La diligence automobile part de la Corogne.

Une grosse, une lourde machine, noire et jaune, avec berlina, intérieur, impériale, et qui semble archaïque, malgré son très moderne moteur. Des têtes se penchent aux portières : têtes d’aldeanas aux longs cheveux nattés leur coulant sur l’épaule, têtes de señoritas, précieusement coiffées, qu’enveloppe avec légèreté la mantille de tulle. Mené par un gamin, un aveugle serrant sa main sale sur quelques billets, — les décimos de la loterie nationale, — adjure les voyageurs de lui en acheter un :

El gordo, señorito, el gordo [2].

Des cireurs de bottes s’activent à faire luire les souliers poussiéreux. Pieds nus, leurs bustes frêles serrés dans des fichus à fleurs, deux petites filles sérieuses regardent ceux qui s’en vont. A la dernière minute, c’est une ruée subite de retardataires. Dans la berlina où l’on tient six, nous sommes huit, brusquement ; et de solides garçons, habillés de velours brun, bondissant sur l’échelle que l’on allait décrocher, s’installent là-haut

  1. Comme il pleut doucement, — comme doucement il pleut, — comme il pleut doucement, — du côté de Laino, — du côté de Lestrobe !
  2. ... Monsieur, c’est celui-là qui va gagner le gros lot.

--------

• Objectifs:
• 1. Reprenez mot pour mot, dans le texte sur la diligence de la Corogne, tout le passage qui va de « La diligence automobile » jusqu'à « el gordo [2]. ».
• 2. Selon le texte sur la diligence de la Corogne, de quelles couleurs est la machine ?
Appuyez-vous seulement sur le texte.

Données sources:
--------

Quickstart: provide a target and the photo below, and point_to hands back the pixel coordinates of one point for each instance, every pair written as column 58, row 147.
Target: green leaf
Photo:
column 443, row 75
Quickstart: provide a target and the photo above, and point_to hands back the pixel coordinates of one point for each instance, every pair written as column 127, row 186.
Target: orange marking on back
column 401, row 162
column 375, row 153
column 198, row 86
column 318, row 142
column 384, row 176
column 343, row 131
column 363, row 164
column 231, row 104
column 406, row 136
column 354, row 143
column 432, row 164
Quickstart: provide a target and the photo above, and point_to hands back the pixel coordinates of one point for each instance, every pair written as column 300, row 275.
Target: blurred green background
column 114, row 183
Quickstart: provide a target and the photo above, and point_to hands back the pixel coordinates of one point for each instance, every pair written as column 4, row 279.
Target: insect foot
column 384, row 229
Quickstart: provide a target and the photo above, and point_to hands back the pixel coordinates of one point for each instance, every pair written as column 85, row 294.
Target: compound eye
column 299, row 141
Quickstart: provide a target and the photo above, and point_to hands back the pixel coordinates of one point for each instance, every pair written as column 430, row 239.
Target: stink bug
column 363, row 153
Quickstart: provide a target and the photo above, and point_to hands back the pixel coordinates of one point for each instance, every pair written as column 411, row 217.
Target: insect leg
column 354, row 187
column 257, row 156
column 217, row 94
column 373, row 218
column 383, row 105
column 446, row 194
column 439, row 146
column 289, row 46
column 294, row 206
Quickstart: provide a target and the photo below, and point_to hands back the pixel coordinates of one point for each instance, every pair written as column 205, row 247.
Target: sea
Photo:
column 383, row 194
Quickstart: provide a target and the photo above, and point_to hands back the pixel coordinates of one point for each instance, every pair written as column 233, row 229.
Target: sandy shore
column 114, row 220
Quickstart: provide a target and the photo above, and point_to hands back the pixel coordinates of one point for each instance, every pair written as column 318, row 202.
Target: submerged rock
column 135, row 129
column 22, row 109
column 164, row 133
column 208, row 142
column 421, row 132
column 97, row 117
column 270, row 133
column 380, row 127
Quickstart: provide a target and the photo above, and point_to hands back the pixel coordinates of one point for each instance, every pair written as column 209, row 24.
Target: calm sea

--------

• Tâches corrigées:
• 1.
La diligence automobile part de la Corogne.

Une grosse, une lourde machine, noire et jaune, avec berlina, intérieur, impériale, et qui semble archaïque, malgré son très moderne moteur. Des têtes se penchent aux portières : têtes d’aldeanas aux longs cheveux nattés leur coulant sur l’épaule, têtes de señoritas, précieusement coiffées, qu’enveloppe avec légèreté la mantille de tulle. Mené par un gamin, un aveugle serrant sa main sale sur quelques billets, — les décimos de la loterie nationale, — adjure les voyageurs de lui en acheter un :

El gordo, señorito, el gordo [2].

• 2. Elle est noire et jaune.